What needs to be done:
Look for "Locate the small" in the records below, then copy that line and every line after it, exactly and with nothing added.
[Material supplied start]
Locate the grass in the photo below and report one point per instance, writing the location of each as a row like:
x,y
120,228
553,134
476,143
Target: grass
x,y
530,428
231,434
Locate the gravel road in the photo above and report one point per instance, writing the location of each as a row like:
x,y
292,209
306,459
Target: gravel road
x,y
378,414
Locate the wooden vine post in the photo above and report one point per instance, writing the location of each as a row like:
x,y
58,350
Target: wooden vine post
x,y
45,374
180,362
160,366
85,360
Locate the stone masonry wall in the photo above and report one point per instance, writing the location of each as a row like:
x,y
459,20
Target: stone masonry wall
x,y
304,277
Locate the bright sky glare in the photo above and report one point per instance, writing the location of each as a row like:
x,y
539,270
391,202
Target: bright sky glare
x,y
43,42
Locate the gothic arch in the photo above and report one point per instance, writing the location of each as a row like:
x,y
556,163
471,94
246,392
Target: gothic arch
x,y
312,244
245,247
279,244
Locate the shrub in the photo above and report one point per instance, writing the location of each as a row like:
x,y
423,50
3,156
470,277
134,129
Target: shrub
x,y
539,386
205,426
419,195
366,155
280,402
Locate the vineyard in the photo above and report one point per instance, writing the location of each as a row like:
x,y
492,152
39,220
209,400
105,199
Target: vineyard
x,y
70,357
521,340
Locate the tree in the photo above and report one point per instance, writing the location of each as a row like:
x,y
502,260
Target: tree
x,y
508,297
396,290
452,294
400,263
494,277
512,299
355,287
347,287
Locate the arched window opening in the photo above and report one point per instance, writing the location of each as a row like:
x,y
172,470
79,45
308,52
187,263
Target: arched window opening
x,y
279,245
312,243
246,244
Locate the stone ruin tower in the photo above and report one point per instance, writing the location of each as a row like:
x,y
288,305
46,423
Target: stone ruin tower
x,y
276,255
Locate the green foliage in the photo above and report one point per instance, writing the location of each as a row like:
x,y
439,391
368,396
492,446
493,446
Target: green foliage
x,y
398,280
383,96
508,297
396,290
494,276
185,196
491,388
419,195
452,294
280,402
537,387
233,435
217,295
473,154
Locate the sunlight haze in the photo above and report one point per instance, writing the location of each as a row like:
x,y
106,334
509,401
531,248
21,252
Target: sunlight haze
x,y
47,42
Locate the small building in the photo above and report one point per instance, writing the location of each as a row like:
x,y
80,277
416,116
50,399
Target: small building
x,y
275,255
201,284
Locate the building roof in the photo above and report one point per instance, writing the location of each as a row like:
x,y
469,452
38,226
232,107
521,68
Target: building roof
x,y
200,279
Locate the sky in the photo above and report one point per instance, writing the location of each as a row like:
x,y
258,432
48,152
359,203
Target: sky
[Material supplied end]
Task result:
Locate the small building in the photo above and report one point per instance, writing the location of each as a row like:
x,y
80,277
416,116
50,399
Target: small building
x,y
275,255
201,284
Locate the building roof in the photo above and report one point per instance, writing the location of each as a row like:
x,y
469,452
38,226
232,107
521,68
Target: building roof
x,y
200,279
Locate the sky in the photo above and report one point per instance, writing the location of each as a row like:
x,y
258,432
48,152
359,203
Target: sky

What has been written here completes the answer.